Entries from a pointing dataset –

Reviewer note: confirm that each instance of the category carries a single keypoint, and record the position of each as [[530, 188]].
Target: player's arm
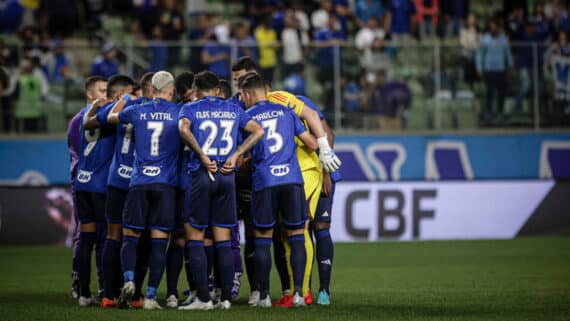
[[329, 161], [327, 181], [255, 132], [113, 117], [190, 140], [90, 120]]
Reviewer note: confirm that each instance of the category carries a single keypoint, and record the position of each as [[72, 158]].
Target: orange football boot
[[108, 303]]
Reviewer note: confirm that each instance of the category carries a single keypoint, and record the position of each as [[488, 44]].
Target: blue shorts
[[183, 208], [324, 207], [115, 204], [287, 200], [243, 195], [151, 205], [212, 203], [90, 207]]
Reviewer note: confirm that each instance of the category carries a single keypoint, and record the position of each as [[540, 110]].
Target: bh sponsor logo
[[279, 170], [151, 170], [125, 171], [84, 176]]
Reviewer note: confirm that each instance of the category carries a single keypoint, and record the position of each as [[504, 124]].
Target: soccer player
[[277, 185], [322, 220], [241, 67], [209, 126], [152, 193], [175, 253], [311, 168], [95, 157], [117, 184], [95, 88]]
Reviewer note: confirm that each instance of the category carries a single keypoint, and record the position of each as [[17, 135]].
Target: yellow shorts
[[313, 184]]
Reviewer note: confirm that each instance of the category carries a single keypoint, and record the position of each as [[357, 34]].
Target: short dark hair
[[183, 82], [225, 88], [252, 82], [118, 82], [244, 63], [243, 78], [206, 80], [92, 81], [146, 79]]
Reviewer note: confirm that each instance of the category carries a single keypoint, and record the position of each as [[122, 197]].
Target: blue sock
[[198, 264], [210, 265], [298, 260], [280, 261], [111, 254], [85, 249], [141, 265], [188, 270], [226, 268], [263, 264], [249, 257], [129, 257], [156, 263], [174, 261], [325, 253]]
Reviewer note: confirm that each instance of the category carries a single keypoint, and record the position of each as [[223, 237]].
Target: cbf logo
[[279, 170], [84, 176], [125, 171], [151, 171]]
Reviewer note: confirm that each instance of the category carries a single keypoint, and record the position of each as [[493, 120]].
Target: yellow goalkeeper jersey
[[308, 158]]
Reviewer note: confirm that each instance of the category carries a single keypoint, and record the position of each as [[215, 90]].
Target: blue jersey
[[216, 124], [185, 177], [123, 158], [157, 142], [95, 155], [335, 176], [273, 159]]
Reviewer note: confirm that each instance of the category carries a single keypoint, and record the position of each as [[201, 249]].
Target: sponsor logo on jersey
[[125, 171], [151, 170], [279, 170], [84, 176]]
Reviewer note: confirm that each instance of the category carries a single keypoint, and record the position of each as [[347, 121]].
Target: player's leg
[[174, 263], [134, 222], [291, 201], [74, 262], [238, 267], [112, 249], [325, 246], [162, 219], [141, 267], [175, 254], [211, 268], [263, 217], [101, 229], [280, 258], [198, 221], [87, 239], [223, 219], [312, 189]]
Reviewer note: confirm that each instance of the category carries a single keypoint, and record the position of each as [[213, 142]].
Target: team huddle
[[165, 182]]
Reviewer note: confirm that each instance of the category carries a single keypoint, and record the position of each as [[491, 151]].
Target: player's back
[[215, 123], [274, 159], [121, 167], [157, 142], [95, 157]]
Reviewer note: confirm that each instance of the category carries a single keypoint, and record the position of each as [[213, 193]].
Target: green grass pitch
[[521, 279]]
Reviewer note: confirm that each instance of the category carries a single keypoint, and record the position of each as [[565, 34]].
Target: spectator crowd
[[282, 37]]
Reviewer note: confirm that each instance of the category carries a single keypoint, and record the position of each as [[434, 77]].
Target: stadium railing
[[445, 92]]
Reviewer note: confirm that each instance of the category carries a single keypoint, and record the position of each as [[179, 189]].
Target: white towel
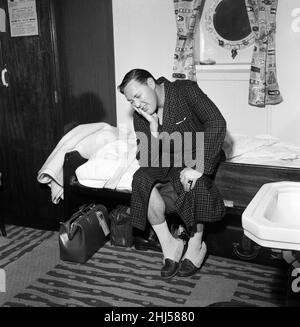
[[106, 167], [86, 139]]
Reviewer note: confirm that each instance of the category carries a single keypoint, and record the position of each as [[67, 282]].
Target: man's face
[[142, 96]]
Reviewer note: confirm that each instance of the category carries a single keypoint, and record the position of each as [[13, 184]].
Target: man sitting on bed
[[180, 106]]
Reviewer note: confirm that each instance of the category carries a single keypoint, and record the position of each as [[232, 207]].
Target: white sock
[[196, 249], [171, 247]]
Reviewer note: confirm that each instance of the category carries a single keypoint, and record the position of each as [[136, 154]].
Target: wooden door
[[30, 121]]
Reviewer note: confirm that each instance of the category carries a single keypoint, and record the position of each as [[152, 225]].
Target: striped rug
[[122, 277]]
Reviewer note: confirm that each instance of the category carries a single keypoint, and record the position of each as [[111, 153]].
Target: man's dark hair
[[139, 75]]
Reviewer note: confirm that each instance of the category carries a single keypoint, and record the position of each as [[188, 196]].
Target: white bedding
[[113, 165]]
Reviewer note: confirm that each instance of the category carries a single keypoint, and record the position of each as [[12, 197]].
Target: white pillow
[[238, 144]]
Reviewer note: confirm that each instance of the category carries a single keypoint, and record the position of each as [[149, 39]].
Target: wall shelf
[[223, 72]]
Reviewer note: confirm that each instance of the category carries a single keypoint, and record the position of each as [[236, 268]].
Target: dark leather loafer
[[169, 269], [143, 244], [187, 268]]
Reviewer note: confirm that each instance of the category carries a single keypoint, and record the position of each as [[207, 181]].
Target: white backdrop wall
[[145, 37]]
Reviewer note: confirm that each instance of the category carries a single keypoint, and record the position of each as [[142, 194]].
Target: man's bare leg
[[172, 248], [196, 248]]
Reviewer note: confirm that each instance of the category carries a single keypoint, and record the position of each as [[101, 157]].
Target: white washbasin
[[272, 218]]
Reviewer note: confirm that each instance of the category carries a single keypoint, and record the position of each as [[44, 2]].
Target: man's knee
[[156, 207]]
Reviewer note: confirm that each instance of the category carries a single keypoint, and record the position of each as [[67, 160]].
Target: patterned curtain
[[263, 88], [187, 14]]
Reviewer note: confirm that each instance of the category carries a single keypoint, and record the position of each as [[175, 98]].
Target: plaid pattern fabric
[[186, 109]]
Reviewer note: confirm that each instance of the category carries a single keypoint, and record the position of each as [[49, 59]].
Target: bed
[[95, 163], [252, 162]]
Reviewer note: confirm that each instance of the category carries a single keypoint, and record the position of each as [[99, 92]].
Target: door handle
[[3, 72]]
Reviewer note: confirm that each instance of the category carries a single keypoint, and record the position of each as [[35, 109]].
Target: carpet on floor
[[125, 277]]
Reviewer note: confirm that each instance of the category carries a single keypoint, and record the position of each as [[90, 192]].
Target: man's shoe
[[187, 268], [169, 269], [143, 244]]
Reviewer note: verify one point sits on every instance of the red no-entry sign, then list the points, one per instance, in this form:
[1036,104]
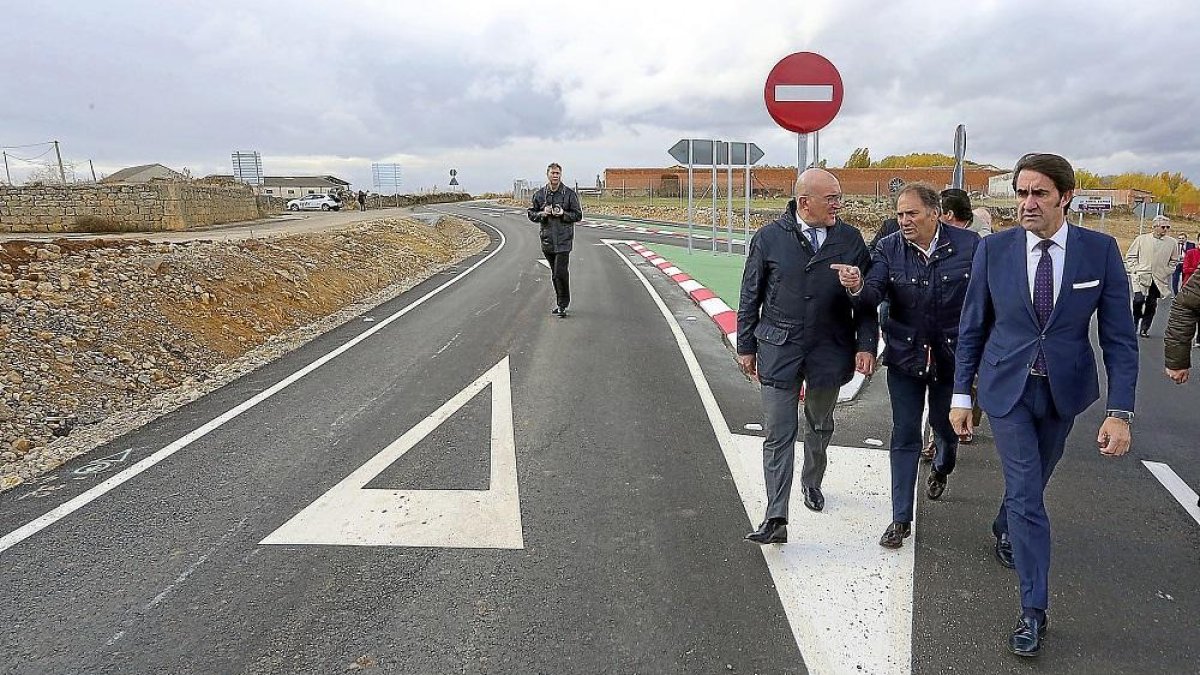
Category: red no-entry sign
[803,91]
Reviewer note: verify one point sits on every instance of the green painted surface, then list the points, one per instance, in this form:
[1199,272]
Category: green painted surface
[720,273]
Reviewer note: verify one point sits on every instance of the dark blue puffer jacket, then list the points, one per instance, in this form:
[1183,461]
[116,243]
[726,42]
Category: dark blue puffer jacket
[927,299]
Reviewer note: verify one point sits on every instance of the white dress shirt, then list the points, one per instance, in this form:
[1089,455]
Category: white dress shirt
[804,230]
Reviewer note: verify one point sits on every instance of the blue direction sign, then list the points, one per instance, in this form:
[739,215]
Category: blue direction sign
[703,150]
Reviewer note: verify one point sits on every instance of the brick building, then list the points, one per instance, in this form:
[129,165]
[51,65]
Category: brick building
[780,180]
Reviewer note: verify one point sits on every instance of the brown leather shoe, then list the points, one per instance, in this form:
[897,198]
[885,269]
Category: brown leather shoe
[894,536]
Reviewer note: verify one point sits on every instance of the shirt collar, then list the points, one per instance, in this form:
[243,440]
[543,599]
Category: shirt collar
[1060,238]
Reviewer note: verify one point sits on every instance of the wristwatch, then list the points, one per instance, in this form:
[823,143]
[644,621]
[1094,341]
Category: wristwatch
[1127,417]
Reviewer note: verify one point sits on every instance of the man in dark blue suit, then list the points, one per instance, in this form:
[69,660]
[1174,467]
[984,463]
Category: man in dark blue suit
[1032,294]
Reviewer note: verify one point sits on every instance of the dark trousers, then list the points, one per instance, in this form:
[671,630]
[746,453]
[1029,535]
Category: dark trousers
[907,405]
[781,423]
[1144,306]
[1030,441]
[561,276]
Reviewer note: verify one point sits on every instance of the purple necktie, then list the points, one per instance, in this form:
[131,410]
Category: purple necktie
[1043,296]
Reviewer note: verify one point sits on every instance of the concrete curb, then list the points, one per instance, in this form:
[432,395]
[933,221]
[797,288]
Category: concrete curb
[725,318]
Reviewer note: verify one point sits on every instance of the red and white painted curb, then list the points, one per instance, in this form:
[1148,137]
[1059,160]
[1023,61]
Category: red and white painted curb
[715,308]
[723,315]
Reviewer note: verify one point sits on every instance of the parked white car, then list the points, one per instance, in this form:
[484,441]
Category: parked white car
[315,202]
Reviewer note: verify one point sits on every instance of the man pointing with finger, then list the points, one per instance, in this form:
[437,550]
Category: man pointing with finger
[923,272]
[1025,323]
[796,327]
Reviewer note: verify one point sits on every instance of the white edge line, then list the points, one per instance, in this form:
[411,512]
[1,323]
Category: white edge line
[1176,487]
[815,662]
[73,505]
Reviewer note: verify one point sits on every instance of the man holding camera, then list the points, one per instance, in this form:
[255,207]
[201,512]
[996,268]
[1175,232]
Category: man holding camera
[556,207]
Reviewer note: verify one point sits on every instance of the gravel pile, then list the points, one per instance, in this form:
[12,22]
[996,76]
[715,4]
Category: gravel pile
[101,336]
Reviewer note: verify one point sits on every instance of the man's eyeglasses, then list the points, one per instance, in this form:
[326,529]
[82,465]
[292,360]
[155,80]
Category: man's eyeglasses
[829,198]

PROMPT – Using the records above, please retype only the run of lines from the line holding "the man holding" through the last line, both ends included.

RESULT OF THIS TASK –
Reviewer note: verify one point sits on every instance of the man holding camera, then list the points, one per instance, in this form:
[255,207]
[201,512]
[996,268]
[1175,232]
Category: man holding camera
[556,207]
Reviewer note: verify one point sits on every instance of the gravel pile, then list the points, one per instance, in this form:
[12,22]
[996,76]
[715,4]
Category: gravel pile
[101,336]
Reviewer note: verify one point sits on every instance of the man's eyeglasses, then list the points, one per instance, in this form:
[326,529]
[82,465]
[292,360]
[155,80]
Category: man's eyeglasses
[829,198]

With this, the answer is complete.